* WHAT IS REQUIRED *
Report every line in the material below that contains the string "point", copying each one in full. Letter case matters.
-- BEGIN --
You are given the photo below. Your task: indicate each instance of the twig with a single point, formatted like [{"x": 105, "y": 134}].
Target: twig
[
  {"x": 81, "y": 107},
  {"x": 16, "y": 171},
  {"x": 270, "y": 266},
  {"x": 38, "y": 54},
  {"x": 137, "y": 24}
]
-- END --
-- BEGIN --
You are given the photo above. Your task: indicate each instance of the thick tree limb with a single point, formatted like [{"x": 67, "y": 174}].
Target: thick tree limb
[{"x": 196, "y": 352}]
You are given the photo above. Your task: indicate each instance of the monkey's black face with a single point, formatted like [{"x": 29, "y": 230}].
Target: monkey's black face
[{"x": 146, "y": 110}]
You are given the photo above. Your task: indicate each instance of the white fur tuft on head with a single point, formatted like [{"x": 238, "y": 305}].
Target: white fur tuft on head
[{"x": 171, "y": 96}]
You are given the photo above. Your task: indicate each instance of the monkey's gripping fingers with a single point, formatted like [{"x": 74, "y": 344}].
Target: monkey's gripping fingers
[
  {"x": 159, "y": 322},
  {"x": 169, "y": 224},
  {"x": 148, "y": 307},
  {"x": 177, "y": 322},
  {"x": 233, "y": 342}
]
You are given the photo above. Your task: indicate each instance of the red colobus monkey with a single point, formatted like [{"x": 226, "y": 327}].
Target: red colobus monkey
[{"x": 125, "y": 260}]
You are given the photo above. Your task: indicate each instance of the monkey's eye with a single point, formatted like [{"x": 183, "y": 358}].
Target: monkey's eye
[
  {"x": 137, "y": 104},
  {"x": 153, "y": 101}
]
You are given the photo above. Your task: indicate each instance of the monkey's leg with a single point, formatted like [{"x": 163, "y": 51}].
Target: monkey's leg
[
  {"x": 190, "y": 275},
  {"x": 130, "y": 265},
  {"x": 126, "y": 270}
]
-- END --
* WRITTEN RESPONSE *
You are given the photo below. Your task: indicate each instance of the twig with a single point, formatted like [{"x": 105, "y": 134}].
You are given the photo above. Your task: indicate each instance of the thick tree limb with a single point, formatted like [{"x": 67, "y": 174}].
You are given the photo above. Your task: indicate each instance of the monkey's black face with a single point, formatted like [{"x": 29, "y": 230}].
You are given the photo above. Your task: indicate each instance of the white fur tuft on head with a single point, formatted like [{"x": 238, "y": 305}].
You are given the photo above. Your task: indicate each instance of the monkey's gripping fingers with a single point, formatted like [{"x": 74, "y": 344}].
You are given the photo above. Your task: indicate each instance of the red colobus monkey with a single point, formatted like [{"x": 226, "y": 327}].
You are given the photo above. Your task: indicate each instance of the monkey's eye with a single point, formatted like [{"x": 183, "y": 358}].
You are given the photo above. Your task: indicate each instance of the monkey's leg with a single point, formatted like [{"x": 163, "y": 51}].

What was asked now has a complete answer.